*** Information given ***

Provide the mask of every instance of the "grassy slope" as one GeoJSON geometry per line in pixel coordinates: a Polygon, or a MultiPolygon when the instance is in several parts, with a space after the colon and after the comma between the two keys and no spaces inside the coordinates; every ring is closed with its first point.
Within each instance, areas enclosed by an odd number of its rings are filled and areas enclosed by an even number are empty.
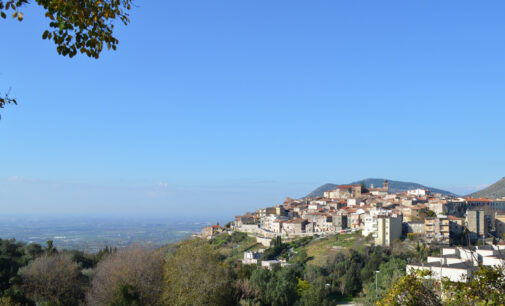
{"type": "Polygon", "coordinates": [[[239,241],[233,241],[227,234],[221,234],[213,239],[212,244],[219,247],[219,252],[227,257],[228,261],[235,261],[244,258],[244,252],[257,251],[258,249],[265,248],[263,245],[256,242],[255,237],[247,236],[245,233],[239,233],[241,237],[239,241]]]}
{"type": "Polygon", "coordinates": [[[325,238],[319,238],[311,241],[300,249],[305,250],[310,260],[308,264],[323,265],[338,252],[347,252],[350,249],[361,250],[370,243],[361,233],[337,234],[325,238]]]}

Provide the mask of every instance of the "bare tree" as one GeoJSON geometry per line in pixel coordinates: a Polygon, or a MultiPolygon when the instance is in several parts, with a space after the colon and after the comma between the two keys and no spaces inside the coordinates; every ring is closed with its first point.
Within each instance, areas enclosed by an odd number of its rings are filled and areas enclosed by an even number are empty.
{"type": "Polygon", "coordinates": [[[163,286],[161,250],[132,246],[105,257],[97,266],[86,296],[89,305],[135,299],[139,305],[159,304],[163,286]]]}

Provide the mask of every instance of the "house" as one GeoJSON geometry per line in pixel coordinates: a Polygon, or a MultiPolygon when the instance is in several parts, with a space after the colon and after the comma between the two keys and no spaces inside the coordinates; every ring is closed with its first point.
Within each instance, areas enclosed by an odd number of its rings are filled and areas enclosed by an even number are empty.
{"type": "Polygon", "coordinates": [[[202,228],[202,237],[210,239],[224,231],[224,228],[219,225],[211,225],[202,228]]]}
{"type": "Polygon", "coordinates": [[[328,232],[333,229],[333,220],[330,214],[325,212],[313,212],[305,215],[307,221],[314,226],[314,232],[328,232]]]}
{"type": "Polygon", "coordinates": [[[244,259],[242,259],[242,263],[245,265],[255,265],[258,263],[258,260],[263,254],[262,251],[258,252],[244,252],[244,259]]]}
{"type": "Polygon", "coordinates": [[[245,214],[242,216],[236,216],[235,217],[235,226],[236,227],[241,227],[242,225],[245,224],[255,224],[255,218],[252,214],[245,214]]]}
{"type": "Polygon", "coordinates": [[[262,260],[261,261],[261,267],[262,268],[267,268],[269,270],[272,270],[275,266],[280,266],[281,262],[278,260],[262,260]]]}
{"type": "Polygon", "coordinates": [[[296,218],[282,223],[282,233],[287,235],[298,235],[305,233],[309,222],[306,219],[296,218]]]}
{"type": "Polygon", "coordinates": [[[270,214],[264,218],[263,228],[273,233],[280,233],[282,230],[282,221],[288,220],[288,217],[270,214]]]}
{"type": "Polygon", "coordinates": [[[430,200],[428,202],[428,209],[436,213],[437,215],[441,214],[446,214],[447,213],[447,207],[445,205],[445,202],[440,201],[439,199],[436,199],[435,201],[430,200]]]}
{"type": "Polygon", "coordinates": [[[277,215],[277,216],[286,216],[286,210],[283,205],[277,205],[273,207],[267,207],[265,209],[265,215],[277,215]]]}
{"type": "Polygon", "coordinates": [[[337,189],[324,192],[325,198],[348,199],[361,196],[361,185],[339,185],[337,189]]]}
{"type": "Polygon", "coordinates": [[[332,214],[332,222],[335,228],[335,231],[341,231],[347,228],[347,215],[342,214],[332,214]]]}
{"type": "Polygon", "coordinates": [[[430,191],[428,189],[418,188],[418,189],[407,190],[407,194],[419,197],[419,196],[429,195],[430,191]]]}

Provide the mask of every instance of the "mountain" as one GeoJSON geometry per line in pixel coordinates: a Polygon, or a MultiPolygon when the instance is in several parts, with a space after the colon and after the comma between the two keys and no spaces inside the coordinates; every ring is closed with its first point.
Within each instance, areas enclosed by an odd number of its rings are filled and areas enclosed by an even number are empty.
{"type": "Polygon", "coordinates": [[[330,183],[324,184],[324,185],[319,186],[316,189],[314,189],[311,193],[309,193],[305,197],[306,198],[322,197],[324,195],[325,191],[337,189],[337,186],[338,186],[337,184],[330,184],[330,183]]]}
{"type": "Polygon", "coordinates": [[[502,198],[505,197],[505,177],[480,191],[469,194],[473,198],[502,198]]]}
{"type": "MultiPolygon", "coordinates": [[[[384,179],[378,179],[378,178],[367,178],[364,180],[352,182],[349,184],[361,184],[361,182],[365,182],[367,188],[371,187],[371,185],[374,185],[374,187],[382,187],[382,183],[384,182],[384,179]]],[[[504,182],[505,184],[505,182],[504,182]]],[[[336,189],[338,184],[324,184],[318,188],[316,188],[314,191],[309,193],[307,197],[322,197],[324,192],[327,190],[332,190],[336,189]]],[[[391,193],[399,193],[399,192],[404,192],[410,189],[418,189],[418,188],[423,188],[423,189],[428,189],[432,193],[441,193],[443,195],[455,195],[452,192],[442,190],[442,189],[437,189],[433,187],[427,187],[418,183],[411,183],[411,182],[402,182],[402,181],[392,181],[389,180],[389,192],[391,193]]],[[[505,187],[504,187],[505,188],[505,187]]]]}

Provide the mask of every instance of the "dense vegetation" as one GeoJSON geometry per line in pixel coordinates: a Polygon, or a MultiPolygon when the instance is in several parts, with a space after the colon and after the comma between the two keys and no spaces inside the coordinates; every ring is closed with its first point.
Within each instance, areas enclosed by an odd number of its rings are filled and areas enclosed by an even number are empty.
{"type": "MultiPolygon", "coordinates": [[[[352,239],[358,238],[274,239],[263,258],[285,259],[289,265],[271,270],[241,264],[244,251],[262,246],[237,232],[158,249],[106,248],[98,254],[57,250],[51,242],[43,247],[0,240],[0,305],[335,305],[350,300],[416,305],[412,301],[419,298],[442,303],[437,286],[405,275],[408,261],[419,261],[435,248],[398,243],[383,248],[361,240],[355,248],[352,239]],[[325,261],[309,256],[317,254],[314,248],[335,245],[349,247],[325,261]]],[[[453,301],[467,294],[474,302],[481,297],[497,301],[504,293],[503,272],[480,273],[468,286],[447,282],[442,287],[452,290],[453,301]],[[483,280],[490,285],[483,286],[483,280]],[[487,288],[481,290],[485,294],[475,292],[479,286],[487,288]]]]}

*** End of Information given ***

**Description of the task:**
Every line of the records above where the string "colon" is found should be copied.

**Final answer:**
Provide the mask of every instance of the "grassy slope" as one GeoJSON geometry per line in pixel coordinates: a Polygon, or a MultiPolygon when the instance is in several parts, with a space after the colon and after the comma between the two keys and no spaces inside the coordinates; every ring is closed with its first point.
Provide the mask of every instance of the "bare tree" as one GeoJSON geometry per line in pixel coordinates: a Polygon, or a MultiPolygon when the instance is in several parts, with a space after the colon and after the comma between the two keys and no spaces inside the coordinates; every ring is closed with its first point.
Provide the mask of every instance of the "house" as one GeoJSON geometry per line in pixel coordinates: a Polygon, or a MultiPolygon when the instance is in several parts, with a space after the colon and after the comma between the two keys and no spaces inside the coordinates; every ring is closed with its first point.
Provide the mask of every instance of the "mountain" as one GeoJSON geometry per line in pixel coordinates: a Polygon, or a MultiPolygon when the instance is in several parts, with a space after the colon and after the comma between the two keys and no spaces inside the coordinates; every ring is closed with its first point.
Provide the mask of every instance of the "dense vegetation" as one GeoJSON geometry per line in pixel coordinates: a Polygon, or a MultiPolygon when the instance is in several parts, with a space after the colon and after the comma between the two keys and no spaces inside the coordinates; every ring is closed with its first point.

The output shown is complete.